- **The request**:
Write out precisely the lines beginning with the line that contains "the mountain slope" and ending with the last line of the entries, and no other lines.

- **Information supplied**:
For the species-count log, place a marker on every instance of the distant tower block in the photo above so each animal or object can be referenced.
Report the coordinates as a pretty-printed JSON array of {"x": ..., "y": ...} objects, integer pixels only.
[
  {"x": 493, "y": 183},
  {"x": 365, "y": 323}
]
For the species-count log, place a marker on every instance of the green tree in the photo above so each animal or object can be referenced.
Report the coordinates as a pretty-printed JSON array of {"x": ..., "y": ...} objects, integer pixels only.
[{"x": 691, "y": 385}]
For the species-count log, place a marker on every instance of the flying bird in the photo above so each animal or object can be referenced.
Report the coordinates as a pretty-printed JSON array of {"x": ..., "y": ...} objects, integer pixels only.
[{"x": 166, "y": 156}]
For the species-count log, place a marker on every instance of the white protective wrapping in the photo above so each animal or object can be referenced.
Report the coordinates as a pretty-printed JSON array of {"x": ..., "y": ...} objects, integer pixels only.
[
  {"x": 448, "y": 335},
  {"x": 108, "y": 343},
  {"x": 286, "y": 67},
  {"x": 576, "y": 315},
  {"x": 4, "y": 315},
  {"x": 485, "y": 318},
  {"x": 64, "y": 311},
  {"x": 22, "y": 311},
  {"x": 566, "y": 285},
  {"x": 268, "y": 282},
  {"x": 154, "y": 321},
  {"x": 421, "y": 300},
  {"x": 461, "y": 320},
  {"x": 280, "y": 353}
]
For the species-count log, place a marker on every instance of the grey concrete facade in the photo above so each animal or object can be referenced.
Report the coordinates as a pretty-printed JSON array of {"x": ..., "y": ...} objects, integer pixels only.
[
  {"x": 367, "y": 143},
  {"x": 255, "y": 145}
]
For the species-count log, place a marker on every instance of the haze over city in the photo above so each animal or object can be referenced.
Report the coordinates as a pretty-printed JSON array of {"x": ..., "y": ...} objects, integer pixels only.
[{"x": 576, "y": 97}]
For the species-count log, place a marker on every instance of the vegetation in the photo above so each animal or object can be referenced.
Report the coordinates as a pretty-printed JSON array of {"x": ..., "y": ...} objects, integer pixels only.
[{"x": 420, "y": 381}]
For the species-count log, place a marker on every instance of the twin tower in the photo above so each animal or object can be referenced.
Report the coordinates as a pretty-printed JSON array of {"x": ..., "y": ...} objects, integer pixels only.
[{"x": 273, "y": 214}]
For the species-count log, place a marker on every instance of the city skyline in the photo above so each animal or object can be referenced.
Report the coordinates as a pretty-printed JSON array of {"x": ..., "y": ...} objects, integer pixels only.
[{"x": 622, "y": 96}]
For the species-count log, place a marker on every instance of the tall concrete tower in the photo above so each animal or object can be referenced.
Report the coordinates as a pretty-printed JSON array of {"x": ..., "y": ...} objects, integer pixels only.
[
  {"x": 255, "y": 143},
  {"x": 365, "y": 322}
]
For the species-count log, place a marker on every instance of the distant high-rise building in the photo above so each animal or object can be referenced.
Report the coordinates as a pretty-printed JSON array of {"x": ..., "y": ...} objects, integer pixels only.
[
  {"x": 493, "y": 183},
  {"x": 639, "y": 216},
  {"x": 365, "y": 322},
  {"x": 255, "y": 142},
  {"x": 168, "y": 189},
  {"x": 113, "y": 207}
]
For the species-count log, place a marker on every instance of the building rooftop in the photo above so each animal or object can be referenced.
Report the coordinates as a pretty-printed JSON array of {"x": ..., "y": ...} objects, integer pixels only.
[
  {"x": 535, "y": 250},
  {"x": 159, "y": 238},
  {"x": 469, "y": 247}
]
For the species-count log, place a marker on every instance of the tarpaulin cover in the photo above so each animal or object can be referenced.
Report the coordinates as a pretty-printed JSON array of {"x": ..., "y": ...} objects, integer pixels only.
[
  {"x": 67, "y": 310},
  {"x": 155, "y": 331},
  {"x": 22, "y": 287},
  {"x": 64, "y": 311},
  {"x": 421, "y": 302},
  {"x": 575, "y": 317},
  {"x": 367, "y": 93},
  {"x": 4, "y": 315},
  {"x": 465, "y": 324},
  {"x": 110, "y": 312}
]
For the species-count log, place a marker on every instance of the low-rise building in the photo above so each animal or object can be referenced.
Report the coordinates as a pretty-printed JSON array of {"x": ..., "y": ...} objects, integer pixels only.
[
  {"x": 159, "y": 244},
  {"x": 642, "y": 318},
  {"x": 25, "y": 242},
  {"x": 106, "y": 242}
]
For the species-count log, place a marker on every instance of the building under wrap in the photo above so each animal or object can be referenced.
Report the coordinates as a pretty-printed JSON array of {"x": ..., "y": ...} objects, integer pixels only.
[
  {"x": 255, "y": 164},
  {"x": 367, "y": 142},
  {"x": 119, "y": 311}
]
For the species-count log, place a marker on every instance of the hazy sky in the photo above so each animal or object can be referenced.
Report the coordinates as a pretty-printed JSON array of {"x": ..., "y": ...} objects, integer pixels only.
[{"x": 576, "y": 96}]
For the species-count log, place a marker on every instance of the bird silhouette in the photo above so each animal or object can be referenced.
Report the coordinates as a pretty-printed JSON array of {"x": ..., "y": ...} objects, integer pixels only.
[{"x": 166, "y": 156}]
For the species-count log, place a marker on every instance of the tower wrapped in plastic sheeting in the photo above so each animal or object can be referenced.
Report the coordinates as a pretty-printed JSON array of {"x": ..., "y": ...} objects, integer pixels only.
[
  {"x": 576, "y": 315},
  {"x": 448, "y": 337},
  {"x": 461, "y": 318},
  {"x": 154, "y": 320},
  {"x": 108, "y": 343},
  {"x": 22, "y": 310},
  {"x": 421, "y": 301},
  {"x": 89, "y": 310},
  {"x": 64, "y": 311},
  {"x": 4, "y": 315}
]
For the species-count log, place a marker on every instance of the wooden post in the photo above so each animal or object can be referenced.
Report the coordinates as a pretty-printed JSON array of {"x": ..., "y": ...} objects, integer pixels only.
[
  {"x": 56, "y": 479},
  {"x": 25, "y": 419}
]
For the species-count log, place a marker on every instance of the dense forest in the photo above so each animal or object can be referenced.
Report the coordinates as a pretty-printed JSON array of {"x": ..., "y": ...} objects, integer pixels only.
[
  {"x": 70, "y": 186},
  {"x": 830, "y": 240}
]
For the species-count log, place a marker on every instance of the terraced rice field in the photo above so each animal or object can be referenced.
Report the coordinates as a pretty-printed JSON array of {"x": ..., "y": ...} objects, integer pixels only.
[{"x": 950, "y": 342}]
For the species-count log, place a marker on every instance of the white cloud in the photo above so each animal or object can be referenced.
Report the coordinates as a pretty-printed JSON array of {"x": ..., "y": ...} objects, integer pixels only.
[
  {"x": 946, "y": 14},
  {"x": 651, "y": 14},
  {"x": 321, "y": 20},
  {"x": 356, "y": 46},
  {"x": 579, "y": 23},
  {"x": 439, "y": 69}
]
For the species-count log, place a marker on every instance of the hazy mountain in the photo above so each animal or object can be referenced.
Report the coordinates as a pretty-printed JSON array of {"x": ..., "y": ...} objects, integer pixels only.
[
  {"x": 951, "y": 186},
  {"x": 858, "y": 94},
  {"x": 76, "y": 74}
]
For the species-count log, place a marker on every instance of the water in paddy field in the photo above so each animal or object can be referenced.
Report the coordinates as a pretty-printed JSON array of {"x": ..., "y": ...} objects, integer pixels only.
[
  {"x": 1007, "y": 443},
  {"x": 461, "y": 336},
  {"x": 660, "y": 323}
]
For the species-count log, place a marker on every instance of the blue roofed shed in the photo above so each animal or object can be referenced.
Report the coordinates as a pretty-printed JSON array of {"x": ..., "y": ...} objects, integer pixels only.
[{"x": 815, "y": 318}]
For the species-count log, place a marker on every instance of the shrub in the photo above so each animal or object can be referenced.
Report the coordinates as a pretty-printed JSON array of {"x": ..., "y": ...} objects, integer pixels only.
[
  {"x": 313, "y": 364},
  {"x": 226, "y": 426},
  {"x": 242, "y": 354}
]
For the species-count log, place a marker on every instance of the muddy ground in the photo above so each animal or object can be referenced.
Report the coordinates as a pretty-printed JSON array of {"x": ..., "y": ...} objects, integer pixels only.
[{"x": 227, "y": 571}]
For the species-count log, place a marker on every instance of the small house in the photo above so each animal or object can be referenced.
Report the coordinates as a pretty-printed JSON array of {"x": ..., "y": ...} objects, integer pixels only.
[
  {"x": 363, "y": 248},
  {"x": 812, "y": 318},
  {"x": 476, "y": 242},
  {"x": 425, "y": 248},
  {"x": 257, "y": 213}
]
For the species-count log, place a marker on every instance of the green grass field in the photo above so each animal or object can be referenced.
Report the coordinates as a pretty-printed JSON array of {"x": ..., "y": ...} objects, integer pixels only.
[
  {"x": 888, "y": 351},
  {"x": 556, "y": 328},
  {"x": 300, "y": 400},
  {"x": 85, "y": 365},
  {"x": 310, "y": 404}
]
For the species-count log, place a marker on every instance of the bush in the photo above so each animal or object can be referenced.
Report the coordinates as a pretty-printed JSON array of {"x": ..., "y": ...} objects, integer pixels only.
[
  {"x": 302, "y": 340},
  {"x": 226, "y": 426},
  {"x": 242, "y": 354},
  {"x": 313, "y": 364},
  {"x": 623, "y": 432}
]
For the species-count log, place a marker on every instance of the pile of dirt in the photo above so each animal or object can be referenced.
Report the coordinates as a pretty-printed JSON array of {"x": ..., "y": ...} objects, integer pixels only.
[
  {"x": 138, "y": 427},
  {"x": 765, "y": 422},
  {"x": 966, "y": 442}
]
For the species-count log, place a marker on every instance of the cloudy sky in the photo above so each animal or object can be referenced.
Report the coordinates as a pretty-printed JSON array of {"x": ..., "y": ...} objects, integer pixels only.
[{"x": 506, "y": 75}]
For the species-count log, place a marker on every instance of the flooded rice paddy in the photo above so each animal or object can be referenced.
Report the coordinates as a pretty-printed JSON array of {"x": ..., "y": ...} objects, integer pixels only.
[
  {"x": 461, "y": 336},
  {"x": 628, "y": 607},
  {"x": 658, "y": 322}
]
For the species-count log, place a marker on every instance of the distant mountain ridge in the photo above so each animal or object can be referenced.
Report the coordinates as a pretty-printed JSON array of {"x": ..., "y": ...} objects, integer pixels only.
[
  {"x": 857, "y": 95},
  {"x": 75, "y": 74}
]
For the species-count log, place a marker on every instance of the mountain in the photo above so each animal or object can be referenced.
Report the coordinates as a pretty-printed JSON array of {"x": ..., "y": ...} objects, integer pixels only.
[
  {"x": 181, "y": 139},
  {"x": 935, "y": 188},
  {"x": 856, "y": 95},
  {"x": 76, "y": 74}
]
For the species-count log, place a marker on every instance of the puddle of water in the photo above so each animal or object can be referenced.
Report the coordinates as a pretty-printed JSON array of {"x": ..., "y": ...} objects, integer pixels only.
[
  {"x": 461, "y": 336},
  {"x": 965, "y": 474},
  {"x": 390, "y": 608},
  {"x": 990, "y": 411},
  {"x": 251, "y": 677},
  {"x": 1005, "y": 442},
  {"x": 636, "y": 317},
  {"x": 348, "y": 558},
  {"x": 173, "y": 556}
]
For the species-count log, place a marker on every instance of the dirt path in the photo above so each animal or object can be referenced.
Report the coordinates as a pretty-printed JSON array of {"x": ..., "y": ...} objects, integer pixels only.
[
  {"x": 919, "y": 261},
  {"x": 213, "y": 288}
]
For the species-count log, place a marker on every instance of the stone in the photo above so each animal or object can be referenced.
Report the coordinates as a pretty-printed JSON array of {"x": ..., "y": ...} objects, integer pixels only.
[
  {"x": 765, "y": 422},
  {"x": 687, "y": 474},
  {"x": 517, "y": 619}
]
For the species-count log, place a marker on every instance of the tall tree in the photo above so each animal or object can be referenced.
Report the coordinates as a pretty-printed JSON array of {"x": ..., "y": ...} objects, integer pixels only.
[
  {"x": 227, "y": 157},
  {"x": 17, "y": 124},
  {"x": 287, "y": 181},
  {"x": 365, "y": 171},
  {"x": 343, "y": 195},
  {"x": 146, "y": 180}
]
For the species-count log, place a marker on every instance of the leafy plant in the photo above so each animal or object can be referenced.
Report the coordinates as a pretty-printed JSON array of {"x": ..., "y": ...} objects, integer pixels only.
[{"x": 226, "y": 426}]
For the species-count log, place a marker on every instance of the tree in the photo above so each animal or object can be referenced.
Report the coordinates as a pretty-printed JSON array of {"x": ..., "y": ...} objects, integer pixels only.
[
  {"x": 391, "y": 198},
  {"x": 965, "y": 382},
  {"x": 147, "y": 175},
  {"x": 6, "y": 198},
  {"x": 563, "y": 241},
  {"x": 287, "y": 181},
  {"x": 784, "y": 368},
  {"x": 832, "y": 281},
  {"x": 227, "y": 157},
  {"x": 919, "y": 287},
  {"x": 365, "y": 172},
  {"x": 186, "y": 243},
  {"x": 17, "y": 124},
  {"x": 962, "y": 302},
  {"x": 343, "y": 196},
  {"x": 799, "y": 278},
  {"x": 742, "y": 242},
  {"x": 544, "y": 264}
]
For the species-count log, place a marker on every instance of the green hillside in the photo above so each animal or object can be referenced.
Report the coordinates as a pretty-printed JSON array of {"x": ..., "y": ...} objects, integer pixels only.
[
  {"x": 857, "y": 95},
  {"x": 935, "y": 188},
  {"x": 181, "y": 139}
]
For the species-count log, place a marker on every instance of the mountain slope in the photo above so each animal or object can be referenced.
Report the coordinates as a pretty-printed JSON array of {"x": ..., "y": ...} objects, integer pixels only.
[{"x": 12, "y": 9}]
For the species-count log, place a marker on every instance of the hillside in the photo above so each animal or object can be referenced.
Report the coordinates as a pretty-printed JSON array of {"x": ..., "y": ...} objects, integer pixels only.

- **Complete answer**:
For the species-count log, place a marker on every instance of the mountain slope in the photo above so each animal or object can be referenced.
Report the coordinates as a pretty-printed JSON array of {"x": ..., "y": ...} objects, integer pixels only.
[{"x": 12, "y": 9}]
For the species-count log, place a marker on every instance of the hillside in the photo above so each animal or object can be referenced.
Report the coordinates as a pretty-printed JSON array of {"x": ..., "y": ...} objects, integer pixels only.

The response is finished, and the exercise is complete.